───── Selected text

Near the water one day, a mammoth hawksbill turtle lay on its back in the sun, gulping helplessly, its eyes streaming salty tears. This was the seafood section. Someone had already purchased a fore-flipper. Shocked by the cruelty, I abandoned thoughts of turtle soup and instead purchased two live kindam, beautiful painted crayfish, for less than a dollar each. Never did I imagine that my meagre field allowance would extend to such luxuries.
Just behind were the meat stalls. There, piled in their dozens, were the smoked bodies of wallabies. The smell of the smoky wood fire was dense, yet was insufficient to deter the clouds of flies which hovered about. I paid my five kina to an old man, blind in one eye and with his shotgun resting behind him, and at one stroke collected my first specimen in New Guinea and solved the riddle of what to curry for tomorrow’s dinner.

──────────

Carry on the account of the New Guinea market above, starting after its last sentence.

───── Source excerpt

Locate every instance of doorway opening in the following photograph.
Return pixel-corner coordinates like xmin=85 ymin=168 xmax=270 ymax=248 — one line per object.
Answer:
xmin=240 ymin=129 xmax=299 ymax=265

──────────

Task response.
Leaving the market that day, I joined an enormous crowd gathered around the entrance of a dingy Chinese trade store. Young and old alike were pressed together, their mouths forming solemn Os as they craned their necks upward. Their faces were filled with amazement. After fighting my way through the crowd I discovered what transfixed them–television had just come to Port Moresby.
The twentieth century appeared to be catching up with New Guinea. But Port Moresby was a long way from Mt Albert Edward. This high, isolated mountain was the place where I hoped to encounter the timeless New Guinea of my dreams. I had not seen the mountain when I first arrived, for smoke from the innumerable dry-season fires had obscured it. It remained hidden until dawn on the very morning I was to fly to its base.